### Your instructions
Copy out each line of the data below in which "Query" appears.
Supplied data section start
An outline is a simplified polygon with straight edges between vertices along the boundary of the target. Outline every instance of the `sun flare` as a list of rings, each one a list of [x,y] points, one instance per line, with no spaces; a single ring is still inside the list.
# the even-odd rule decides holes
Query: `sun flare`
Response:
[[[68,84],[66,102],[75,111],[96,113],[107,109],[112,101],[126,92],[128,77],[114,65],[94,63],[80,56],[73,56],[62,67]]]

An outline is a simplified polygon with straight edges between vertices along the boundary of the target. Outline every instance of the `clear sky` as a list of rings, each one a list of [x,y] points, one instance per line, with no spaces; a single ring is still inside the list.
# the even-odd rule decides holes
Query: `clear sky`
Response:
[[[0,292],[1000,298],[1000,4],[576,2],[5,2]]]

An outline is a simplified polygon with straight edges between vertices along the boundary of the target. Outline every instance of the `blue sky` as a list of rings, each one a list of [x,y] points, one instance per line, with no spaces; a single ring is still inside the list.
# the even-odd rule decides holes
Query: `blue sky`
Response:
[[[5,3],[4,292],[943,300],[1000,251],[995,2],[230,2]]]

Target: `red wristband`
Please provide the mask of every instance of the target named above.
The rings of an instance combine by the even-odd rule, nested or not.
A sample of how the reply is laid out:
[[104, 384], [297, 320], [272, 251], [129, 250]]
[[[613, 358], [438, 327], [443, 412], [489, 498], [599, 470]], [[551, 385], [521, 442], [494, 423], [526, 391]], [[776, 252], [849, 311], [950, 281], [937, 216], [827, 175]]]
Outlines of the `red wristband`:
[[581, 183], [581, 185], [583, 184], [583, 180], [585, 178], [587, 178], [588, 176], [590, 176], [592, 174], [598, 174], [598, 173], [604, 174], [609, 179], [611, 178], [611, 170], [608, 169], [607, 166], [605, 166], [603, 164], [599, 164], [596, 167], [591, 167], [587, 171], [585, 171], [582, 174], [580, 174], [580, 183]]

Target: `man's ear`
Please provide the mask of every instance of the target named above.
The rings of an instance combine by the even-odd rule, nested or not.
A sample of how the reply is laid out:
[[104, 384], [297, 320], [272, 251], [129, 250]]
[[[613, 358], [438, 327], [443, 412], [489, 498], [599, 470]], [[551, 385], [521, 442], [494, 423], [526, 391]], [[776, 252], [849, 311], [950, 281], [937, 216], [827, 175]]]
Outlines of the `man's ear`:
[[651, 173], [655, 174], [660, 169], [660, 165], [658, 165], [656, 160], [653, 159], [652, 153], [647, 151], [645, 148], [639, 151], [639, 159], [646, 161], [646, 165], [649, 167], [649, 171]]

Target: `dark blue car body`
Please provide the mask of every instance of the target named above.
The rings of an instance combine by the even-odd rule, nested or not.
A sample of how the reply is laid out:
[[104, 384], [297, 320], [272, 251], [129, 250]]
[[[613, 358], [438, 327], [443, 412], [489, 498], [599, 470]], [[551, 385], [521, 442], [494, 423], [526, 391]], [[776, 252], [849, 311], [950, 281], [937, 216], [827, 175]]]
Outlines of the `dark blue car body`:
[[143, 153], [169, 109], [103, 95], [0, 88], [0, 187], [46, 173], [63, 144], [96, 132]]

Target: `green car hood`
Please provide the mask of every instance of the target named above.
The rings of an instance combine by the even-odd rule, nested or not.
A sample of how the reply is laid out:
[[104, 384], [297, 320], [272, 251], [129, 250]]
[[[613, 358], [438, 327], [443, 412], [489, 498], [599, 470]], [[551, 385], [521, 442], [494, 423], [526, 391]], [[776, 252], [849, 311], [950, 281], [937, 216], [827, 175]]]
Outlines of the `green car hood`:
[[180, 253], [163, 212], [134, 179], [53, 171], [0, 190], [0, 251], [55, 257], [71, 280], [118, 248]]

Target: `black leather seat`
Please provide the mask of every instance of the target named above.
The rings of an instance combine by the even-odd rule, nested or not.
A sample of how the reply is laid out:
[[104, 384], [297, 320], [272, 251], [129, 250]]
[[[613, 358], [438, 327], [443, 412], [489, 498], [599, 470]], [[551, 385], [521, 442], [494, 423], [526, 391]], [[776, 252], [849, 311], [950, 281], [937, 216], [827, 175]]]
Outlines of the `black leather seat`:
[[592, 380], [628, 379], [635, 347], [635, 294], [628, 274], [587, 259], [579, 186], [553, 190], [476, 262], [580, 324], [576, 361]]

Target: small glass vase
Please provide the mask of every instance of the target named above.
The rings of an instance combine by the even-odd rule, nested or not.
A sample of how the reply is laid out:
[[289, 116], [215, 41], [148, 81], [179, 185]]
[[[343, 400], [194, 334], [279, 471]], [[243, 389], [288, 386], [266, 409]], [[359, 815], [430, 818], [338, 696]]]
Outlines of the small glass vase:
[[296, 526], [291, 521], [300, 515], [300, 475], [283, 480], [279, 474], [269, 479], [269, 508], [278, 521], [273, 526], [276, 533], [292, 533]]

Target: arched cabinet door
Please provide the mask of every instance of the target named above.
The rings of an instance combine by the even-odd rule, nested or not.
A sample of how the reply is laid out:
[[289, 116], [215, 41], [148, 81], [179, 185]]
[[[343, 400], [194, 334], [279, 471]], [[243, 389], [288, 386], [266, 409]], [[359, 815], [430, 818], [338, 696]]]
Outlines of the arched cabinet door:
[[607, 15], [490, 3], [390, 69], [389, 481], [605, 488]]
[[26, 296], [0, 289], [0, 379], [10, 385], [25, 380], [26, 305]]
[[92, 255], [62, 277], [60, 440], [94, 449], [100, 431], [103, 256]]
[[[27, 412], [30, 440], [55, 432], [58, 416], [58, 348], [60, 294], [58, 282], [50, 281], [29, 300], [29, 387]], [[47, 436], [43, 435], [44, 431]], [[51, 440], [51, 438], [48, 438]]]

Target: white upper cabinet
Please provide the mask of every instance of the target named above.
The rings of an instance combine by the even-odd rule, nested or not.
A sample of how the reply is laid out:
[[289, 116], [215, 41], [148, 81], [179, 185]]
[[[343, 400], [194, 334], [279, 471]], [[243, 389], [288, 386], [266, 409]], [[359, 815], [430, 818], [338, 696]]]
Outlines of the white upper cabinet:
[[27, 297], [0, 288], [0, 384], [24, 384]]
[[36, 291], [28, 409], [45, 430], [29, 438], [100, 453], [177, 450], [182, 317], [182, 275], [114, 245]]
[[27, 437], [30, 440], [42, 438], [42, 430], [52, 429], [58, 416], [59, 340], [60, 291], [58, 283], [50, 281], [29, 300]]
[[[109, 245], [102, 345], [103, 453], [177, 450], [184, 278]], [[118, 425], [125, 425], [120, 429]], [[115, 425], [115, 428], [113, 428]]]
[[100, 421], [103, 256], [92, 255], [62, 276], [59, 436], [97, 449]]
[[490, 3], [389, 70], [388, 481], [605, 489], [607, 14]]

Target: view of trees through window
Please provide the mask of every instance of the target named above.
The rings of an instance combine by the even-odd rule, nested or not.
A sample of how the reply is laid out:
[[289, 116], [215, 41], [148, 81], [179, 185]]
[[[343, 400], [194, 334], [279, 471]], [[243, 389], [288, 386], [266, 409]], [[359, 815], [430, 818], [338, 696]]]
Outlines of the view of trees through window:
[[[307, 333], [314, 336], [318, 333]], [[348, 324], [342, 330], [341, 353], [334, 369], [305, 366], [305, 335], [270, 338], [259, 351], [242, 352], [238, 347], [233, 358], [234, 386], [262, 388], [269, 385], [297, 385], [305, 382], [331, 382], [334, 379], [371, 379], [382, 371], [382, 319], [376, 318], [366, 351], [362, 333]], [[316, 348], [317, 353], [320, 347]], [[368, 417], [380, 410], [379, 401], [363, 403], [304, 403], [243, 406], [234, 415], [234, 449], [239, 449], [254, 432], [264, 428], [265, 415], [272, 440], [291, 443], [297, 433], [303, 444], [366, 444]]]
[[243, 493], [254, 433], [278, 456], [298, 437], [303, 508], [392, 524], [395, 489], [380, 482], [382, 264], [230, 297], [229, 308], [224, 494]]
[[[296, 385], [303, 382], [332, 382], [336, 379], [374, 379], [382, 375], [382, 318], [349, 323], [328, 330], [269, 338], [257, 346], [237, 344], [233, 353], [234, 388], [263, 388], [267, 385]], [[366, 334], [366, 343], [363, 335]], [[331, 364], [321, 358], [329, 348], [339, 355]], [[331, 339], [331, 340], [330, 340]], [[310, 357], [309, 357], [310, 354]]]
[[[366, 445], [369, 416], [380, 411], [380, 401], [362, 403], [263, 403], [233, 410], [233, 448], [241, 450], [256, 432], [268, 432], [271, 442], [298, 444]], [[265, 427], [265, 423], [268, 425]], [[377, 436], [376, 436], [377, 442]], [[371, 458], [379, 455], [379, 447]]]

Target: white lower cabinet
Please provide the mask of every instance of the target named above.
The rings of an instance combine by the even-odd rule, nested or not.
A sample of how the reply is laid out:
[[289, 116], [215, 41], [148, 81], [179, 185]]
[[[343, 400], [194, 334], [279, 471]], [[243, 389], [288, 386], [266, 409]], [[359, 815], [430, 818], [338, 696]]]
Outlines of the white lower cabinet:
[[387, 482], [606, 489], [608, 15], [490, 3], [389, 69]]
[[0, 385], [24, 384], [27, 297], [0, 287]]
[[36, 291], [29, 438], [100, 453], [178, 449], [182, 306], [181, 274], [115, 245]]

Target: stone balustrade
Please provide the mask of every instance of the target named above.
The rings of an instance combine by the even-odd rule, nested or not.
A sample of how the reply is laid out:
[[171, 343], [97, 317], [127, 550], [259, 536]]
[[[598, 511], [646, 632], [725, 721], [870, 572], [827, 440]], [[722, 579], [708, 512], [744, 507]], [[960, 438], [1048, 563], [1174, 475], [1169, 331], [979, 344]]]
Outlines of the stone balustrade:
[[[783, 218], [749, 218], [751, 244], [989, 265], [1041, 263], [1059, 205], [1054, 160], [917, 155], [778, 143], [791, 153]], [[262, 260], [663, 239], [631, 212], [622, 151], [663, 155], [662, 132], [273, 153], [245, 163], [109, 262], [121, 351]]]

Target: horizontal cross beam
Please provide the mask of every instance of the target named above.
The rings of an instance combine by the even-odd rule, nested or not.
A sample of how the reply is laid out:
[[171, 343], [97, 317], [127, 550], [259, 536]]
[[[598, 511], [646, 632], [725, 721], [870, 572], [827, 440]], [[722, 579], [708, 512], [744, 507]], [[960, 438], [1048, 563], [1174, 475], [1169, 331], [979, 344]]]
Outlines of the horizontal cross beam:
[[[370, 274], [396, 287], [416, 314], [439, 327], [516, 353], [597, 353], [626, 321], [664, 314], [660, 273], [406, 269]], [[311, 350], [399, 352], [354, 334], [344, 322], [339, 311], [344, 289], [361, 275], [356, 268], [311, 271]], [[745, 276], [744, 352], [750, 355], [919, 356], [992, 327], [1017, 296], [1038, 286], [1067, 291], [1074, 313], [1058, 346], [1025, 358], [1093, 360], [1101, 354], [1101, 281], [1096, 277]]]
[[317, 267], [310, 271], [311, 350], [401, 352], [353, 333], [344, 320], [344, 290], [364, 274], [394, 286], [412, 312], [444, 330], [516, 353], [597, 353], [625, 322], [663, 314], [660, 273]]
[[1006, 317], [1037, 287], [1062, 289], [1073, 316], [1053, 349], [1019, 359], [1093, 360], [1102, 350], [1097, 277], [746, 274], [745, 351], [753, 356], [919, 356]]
Supplied data section end
### Exercise result
Query: `sun flare`
Query: `clear sky`
Query: `blue sky`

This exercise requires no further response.